* WHAT THIS EXERCISE ASKS *
**1.** Set down the section of the object-sensing passage between "Other features, aspects" and "a motion-capture device.", inclusive.
**2.** Decide whether each statement below agrees with the object-sensing passage. Answer yes or no for each, and quote the words that settle it: (a) the base portion of each sensor's housing includes electrical contacts for mating with a lighting receptacle; (b) the power conditioning circuitry sits outside the housing; (c) FIG. 2 shows the basic components of the motion capture circuitry.

* SELECTED PASSAGE *
- - - - - - -

The object position and shape identifying system can include one or more the following. A transmitter circuit can transmit the object data to an external computer system for computationally reconstructing the object. A lighting unit within the housing can be used to provide ambient light to the 3D space. The image analyzer can be further configured to (1) slice the object into a plurality of two-dimensional (2D) image slices, each slice corresponding to a cross-section of the object, (2) identify a shape and position of the object based at least in part on an image captured by the image analyzer and the location of the housing, and (3) reconstruct the position and shape of the object in 3D space based at least in part on a plurality of the 2D image slices. The camera can include a plurality of cameras each having an optical axis extending radially from the housing and displaced from the other optical axes; at least two of the fields of view of the cameras can overlap one another to create an overlapped region, so that when the object is within the overlapped region, image data from said cameras creating the overlapped region can be used to generate object data in 3D.

A distributed system for identifying the position and shape of an object in three-dimensional (3D) space includes a plurality of sensors. Each sensor includes a housing having a base portion and a body portion, the base portion including electrical contacts for mating with a lighting receptacle. At least one camera, an image analyzer and power conditioning circuitry are within the housing. The camera is oriented toward a field of view through a port in the housing. The image analyzer is coupled to the camera for receipt of image data from the camera, the image analyzer configured to capture at least one image of the object and to generate object data indicative of a position and shape of the object in 3D space. The power conditioning circuitry converts power supplied to the lighting receptacle to power suitable for operating the camera and the image analyzer. A transmitter transmits the object data. A computer receives the object data from the sensors and computationally constructs a representation of the object from the object data. Some examples include a database containing a library of object templates, the computer being configured to match the 3D representation to one of the templates.

Other features, aspects and advantages of the technology disclosed in can be seen on review the drawings, the detailed description, and the claims which follow.

BRIEF DESCRIPTION OF THE DRAWINGS

FIG. 1A illustrates a representative configuration of a motion-capture device.

FIG. 1B illustrates the basic components of representative motion capture circuitry integrated within the housing of the motion-capture device of FIG. 1A.

FIG. 2 is a simplified block diagram of an example of circuitry implementing the computer of FIG. 1B.

- - - - - - -

* DATASET EXTRACT *
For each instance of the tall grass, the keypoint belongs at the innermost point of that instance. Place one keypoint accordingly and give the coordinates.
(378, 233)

- - - - - - -

* IN RESPONSE *
**1.**
Other features, aspects and advantages of the technology disclosed in can be seen on review the drawings, the detailed description, and the claims which follow.

BRIEF DESCRIPTION OF THE DRAWINGS

FIG. 1A illustrates a representative configuration of a motion-capture device.

**2.**
(a) Yes: "the base portion including electrical contacts for mating with a lighting receptacle"
(b) No: "At least one camera, an image analyzer and power conditioning circuitry are within the housing."
(c) No: "FIG. 2 is a simplified block diagram of an example of circuitry implementing the computer of FIG. 1B."